::: Excerpted records

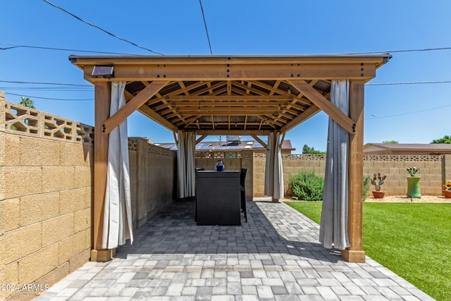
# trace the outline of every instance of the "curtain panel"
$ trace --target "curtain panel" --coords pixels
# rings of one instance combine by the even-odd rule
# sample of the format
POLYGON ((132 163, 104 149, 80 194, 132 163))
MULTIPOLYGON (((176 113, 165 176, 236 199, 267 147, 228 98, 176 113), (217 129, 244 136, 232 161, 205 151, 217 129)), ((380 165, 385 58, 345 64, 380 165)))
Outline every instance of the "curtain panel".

::::::

Reproduce the data above verbatim, line for line, omitting the pictures.

# trace the outline of every instance of the "curtain panel"
$ trace --target "curtain panel" --coords pixels
# rings of one instance combine by the even-odd rule
# sample of the format
POLYGON ((132 163, 104 149, 80 194, 132 163))
MULTIPOLYGON (((176 113, 165 176, 236 199, 267 147, 228 98, 176 113), (217 129, 244 136, 232 161, 205 151, 217 129)), ((380 165, 385 58, 345 64, 380 165)))
Outline every instance of the "curtain panel".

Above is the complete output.